What to do.
1. Reproduce, without any change, the portion of the passage below on the indirect branch number starting with "In the direct" and going on through "number as follows.".
2. Render the sentence "We first define a variant of the branch number as follows." from the passage below on the indirect branch number into French.
3. Based on the passage below on the indirect branch number, state whether each statement agrees with it. Answer yes or no for each, quoting the deciding words.
(a) In the indirect propagation, the result must be calculated from the difference x.
(b) In Definition 7, M is a binary matrix.
(c) The indirect branch number denotes the maximum of the stated sum.

+++ Passage provided

In the direct propagation, \(\widetilde{Mx^T}\) can be directly calculated from \(\tilde{x}\) as \(M \tilde{x}^T\). In the indirect propagation, we cannot calculate \(\widetilde{Mx^T}\) from only \(\tilde{x}\) and have to calculate it from the difference x.

3.1 Indirect Branch Number

We now want to evaluate the propagation \(x \xrightarrow {M} Mx^T\), and let us consider the condition in which the propagation becomes an enhanced propagation. We first define a variant of the branch number as follows.

Definition 7

(Indirect Branch Number). Let M be an \(n \times n\) binary matrix over \(\mathbb {F}_{2^\ell }\). Let \(x \in (\mathbb {F}_{2^\ell })^n \setminus \{0\}\) be the input difference of the diffusion by M. For all indirect propagations, i.e., all \(x \xrightarrow {M} Mx^T\) satisfying \(\widetilde{Mx^T} \ne M \tilde{x}^T\), the indirect branch number denotes the minimum of \(hw(\tilde{x}) + hw(\widetilde{Mx^T})\).

++++++
+++ Information provided

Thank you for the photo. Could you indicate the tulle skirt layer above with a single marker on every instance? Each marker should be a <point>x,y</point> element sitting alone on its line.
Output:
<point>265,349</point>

++++++

Expected answers.
1.
In the direct propagation, \(\widetilde{Mx^T}\) can be directly calculated from \(\tilde{x}\) as \(M \tilde{x}^T\). In the indirect propagation, we cannot calculate \(\widetilde{Mx^T}\) from only \(\tilde{x}\) and have to calculate it from the difference x.

3.1 Indirect Branch Number

We now want to evaluate the propagation \(x \xrightarrow {M} Mx^T\), and let us consider the condition in which the propagation becomes an enhanced propagation. We first define a variant of the branch number as follows.

2. Nous définissons d'abord une variante du nombre de branchement comme suit.

3.
(a) Yes: "have to calculate it from the difference x"
(b) Yes: "binary matrix"
(c) No: "denotes the minimum of"